## Task instructions:
Copy the lines below verbatim, but only from the line containing "headboard in this photo, one line per instance." through the end of the data.

[Stored records]
┄┄┄┄┄┄┄┄┄┄┄┄┄┄┄┄┄┄┄┄
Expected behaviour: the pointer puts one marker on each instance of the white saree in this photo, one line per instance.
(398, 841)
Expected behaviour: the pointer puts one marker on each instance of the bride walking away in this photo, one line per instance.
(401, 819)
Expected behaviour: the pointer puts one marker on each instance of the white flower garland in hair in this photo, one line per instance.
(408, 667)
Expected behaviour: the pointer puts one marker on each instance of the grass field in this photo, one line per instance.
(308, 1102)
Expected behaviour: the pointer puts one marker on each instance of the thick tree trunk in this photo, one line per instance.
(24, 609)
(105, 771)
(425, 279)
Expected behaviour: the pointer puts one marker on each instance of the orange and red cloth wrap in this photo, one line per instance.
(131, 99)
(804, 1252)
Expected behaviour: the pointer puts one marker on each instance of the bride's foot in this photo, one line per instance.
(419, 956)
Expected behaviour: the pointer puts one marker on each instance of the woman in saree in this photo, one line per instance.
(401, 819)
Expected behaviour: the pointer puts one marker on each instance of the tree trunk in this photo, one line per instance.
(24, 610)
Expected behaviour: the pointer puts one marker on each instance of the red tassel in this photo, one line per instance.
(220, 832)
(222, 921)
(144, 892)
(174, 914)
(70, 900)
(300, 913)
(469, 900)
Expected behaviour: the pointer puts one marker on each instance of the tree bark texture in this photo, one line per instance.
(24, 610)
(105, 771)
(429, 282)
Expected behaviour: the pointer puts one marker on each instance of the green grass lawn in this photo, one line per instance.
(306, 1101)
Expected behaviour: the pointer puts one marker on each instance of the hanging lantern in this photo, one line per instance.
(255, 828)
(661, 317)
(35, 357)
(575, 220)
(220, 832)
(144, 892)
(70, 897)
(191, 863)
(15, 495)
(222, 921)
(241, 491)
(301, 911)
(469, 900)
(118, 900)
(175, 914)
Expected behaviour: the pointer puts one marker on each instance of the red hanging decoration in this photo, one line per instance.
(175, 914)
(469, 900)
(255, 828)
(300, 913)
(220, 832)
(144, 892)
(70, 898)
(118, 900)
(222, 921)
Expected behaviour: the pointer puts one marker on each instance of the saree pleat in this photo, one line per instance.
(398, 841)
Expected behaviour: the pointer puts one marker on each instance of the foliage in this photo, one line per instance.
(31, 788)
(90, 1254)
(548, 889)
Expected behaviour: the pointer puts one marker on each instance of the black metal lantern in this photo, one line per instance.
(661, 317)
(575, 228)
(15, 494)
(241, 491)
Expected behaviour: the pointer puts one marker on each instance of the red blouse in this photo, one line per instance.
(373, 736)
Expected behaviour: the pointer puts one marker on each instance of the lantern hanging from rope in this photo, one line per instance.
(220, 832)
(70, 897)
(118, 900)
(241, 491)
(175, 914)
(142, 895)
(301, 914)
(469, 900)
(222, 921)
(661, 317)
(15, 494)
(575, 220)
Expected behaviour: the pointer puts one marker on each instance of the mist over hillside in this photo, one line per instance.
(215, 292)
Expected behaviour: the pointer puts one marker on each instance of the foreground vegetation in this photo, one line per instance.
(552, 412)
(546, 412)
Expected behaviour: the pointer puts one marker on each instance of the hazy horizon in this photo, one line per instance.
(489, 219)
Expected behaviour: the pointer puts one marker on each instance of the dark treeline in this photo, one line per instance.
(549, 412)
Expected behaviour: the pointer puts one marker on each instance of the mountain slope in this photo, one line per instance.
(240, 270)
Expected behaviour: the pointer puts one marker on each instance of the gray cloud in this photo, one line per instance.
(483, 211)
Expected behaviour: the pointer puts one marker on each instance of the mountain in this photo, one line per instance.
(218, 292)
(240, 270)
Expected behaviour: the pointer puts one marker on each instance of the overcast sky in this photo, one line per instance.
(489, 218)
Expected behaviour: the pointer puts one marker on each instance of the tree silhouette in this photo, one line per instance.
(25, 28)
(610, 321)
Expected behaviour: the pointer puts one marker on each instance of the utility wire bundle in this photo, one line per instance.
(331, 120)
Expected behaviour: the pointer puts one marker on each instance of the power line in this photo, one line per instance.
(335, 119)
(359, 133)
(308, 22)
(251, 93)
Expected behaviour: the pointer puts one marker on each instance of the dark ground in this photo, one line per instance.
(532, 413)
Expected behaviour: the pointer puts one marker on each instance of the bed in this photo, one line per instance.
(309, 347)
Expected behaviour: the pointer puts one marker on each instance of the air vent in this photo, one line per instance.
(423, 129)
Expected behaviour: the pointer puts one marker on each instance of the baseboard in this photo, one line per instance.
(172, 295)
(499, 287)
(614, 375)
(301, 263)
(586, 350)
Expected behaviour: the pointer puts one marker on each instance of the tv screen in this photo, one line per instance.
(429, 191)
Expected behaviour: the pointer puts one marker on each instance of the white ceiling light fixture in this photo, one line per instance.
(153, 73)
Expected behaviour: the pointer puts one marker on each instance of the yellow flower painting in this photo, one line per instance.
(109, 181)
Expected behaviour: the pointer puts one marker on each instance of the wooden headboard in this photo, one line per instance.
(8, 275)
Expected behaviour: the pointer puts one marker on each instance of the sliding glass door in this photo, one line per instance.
┄┄┄┄┄┄┄┄┄┄┄┄┄┄┄┄┄┄┄┄
## Result of the exercise:
Expected behaviour: the pointer puts one marker on each instance of the wooden headboard in this photo, one line per instance.
(8, 275)
Expected behaviour: the pointer puts one marker on each instance of the sliding glass door in this photo, one line per instance.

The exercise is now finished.